[Tâche A] Reproduisez le passage de l'extrait sur la foule venue attendre la dépouille de Hocine Aït Ahmed, depuis « Vers 9h, la » jusqu'à « de comptes, dit-il. » inclus.

------------------------------------

Ils sont des dizaines de milliers à se diriger vers Tissirth n' Cheikh (le moulin du saint) pour attendre la dépouille de Hocine Aït Ahmed que personne ne présente plus. Les parkings prévus pour recevoir les bus et les véhicules personnels sont déjà pleins à craquer. La plupart sont arrivés dans la nuit, pour, évidemment, ne pas être pris au dépourvu et rater l'événement du siècle. Quand le jour se lève enfin, il donne à voir une véritable marée humaine qui a déjà pris possession des plateformes prévues pour la foule, les invités d'honneur et la dépouille mortuaire. Comme un long fleuve tranquille, la foule continue d'affluer durant toute cette journée de Nouvel An et de nouvelle ère.
Le flux est continu, y compris lorsque les trois portes menant vers Takka Ath Yahia sont bloquées par l'afflux des visiteurs. Arrivée des quatre coins d'Algérie et de Kabylie, cette foule bigarrée, armée de drapeaux, de posters et de slogans est canalisée derrière des barrières métalliques par un service d'ordre qui veille au grain tant bien que mal. Pour rentrer dans la zone des tentes et des chapiteaux, où doit être exposée la dépouille du défunt, il faut montrer patte blanche : un badge ou un visage connu.
Une foule tendue
C'est la partie réservée aux invités de marque, aux personnalités politiques, aux cadres du parti et à la presse présente en très grand nombre. Comme à leurs habitudes, les journalistes se ruent sur les VIP pour leur arracher des déclarations ou impressions. Ils sont concurrencés par une armée de citoyens munis de portables qui filment tout ce qui bouge.
Vers 9h, la foule massée derrière les premières barrières métalliques s'échauffe tout à coup et donne de la voix. Les slogans fusent : «Pouvoir berra !», «Pouvoir assassin !», «Non aux harka !» La cause de ce courroux qui fait fuser des slogans rageurs et lever des poings vengeurs est la présence d'un ancien Premier ministre versé aujourd'hui dans l'opposition. Les organisateurs, qui redoutent un dérapage, tentent de rattraper le coup et c'est le premier secrétaire fédéral de Tizi Ouzou qui est allé au charbon. Au micro, il exhorte la foule à garder son calme et à rester digne. «Assagui matchi d'ass lehssav» (l'heure n'est pas aux règlements de comptes, dit-il.

------------------------------------

[Tâche B] Convertissez en CSV à deux colonnes, nommées texte et reponse, uniquement les enregistrements compris entre la ligne contenant « Would you mind boxing the lighthouse base? » et la fin des enregistrements, bornes incluses. Produisez une ligne par texte avec sa réponse, chaque valeur dans un seul champ entre guillemets, sauts de ligne remplacés par des espaces.

------------------------------------

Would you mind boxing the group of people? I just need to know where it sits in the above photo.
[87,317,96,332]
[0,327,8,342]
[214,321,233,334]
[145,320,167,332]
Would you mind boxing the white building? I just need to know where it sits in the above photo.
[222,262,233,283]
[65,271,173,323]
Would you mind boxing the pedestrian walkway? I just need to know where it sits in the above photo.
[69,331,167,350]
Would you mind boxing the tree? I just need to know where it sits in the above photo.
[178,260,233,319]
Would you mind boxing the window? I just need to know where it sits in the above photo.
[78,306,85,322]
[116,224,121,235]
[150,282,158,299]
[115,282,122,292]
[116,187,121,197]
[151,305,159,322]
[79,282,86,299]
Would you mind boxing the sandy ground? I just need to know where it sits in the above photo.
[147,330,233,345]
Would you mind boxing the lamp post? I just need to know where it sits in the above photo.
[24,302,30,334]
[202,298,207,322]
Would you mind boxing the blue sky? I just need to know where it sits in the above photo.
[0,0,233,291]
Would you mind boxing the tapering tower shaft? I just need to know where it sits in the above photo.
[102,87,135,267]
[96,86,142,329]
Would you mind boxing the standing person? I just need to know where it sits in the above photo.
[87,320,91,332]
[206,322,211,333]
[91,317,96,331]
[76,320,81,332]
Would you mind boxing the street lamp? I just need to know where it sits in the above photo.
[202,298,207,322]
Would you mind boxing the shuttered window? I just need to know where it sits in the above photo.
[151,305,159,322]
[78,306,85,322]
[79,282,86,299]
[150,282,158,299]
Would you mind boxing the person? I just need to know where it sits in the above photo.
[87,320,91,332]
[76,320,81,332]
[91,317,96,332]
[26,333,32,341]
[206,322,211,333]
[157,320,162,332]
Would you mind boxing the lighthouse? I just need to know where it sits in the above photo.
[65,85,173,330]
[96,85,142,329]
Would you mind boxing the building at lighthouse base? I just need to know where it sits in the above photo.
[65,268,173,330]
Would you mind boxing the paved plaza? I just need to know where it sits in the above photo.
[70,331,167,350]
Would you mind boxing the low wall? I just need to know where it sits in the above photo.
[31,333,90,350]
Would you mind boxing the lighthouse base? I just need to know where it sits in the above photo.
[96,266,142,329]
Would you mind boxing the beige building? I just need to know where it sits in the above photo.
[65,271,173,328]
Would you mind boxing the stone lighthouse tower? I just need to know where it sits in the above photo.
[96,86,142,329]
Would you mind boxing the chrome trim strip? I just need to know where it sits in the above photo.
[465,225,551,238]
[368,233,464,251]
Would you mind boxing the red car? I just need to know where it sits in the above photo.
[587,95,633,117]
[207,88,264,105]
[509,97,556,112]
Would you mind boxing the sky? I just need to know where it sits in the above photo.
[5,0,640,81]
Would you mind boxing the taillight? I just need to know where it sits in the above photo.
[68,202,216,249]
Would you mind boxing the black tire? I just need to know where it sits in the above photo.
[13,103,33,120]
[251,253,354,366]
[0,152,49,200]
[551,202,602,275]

------------------------------------

[Réponse complète A]
Vers 9h, la foule massée derrière les premières barrières métalliques s'échauffe tout à coup et donne de la voix. Les slogans fusent : «Pouvoir berra !», «Pouvoir assassin !», «Non aux harka !» La cause de ce courroux qui fait fuser des slogans rageurs et lever des poings vengeurs est la présence d'un ancien Premier ministre versé aujourd'hui dans l'opposition. Les organisateurs, qui redoutent un dérapage, tentent de rattraper le coup et c'est le premier secrétaire fédéral de Tizi Ouzou qui est allé au charbon. Au micro, il exhorte la foule à garder son calme et à rester digne. «Assagui matchi d'ass lehssav» (l'heure n'est pas aux règlements de comptes, dit-il.

[Réponse complète B]
texte,reponse
"Would you mind boxing the lighthouse base? I just need to know where it sits in the above photo.","[96,266,142,329]"
"Would you mind boxing the beige building? I just need to know where it sits in the above photo.","[65,271,173,328]"
"Would you mind boxing the stone lighthouse tower? I just need to know where it sits in the above photo.","[96,86,142,329]"
"Would you mind boxing the chrome trim strip? I just need to know where it sits in the above photo.","[465,225,551,238] [368,233,464,251]"
"Would you mind boxing the red car? I just need to know where it sits in the above photo.","[587,95,633,117] [207,88,264,105] [509,97,556,112]"
"Would you mind boxing the sky? I just need to know where it sits in the above photo.","[5,0,640,81]"
"Would you mind boxing the taillight? I just need to know where it sits in the above photo.","[68,202,216,249]"
"Would you mind boxing the black tire? I just need to know where it sits in the above photo.","[13,103,33,120] [251,253,354,366] [0,152,49,200] [551,202,602,275]"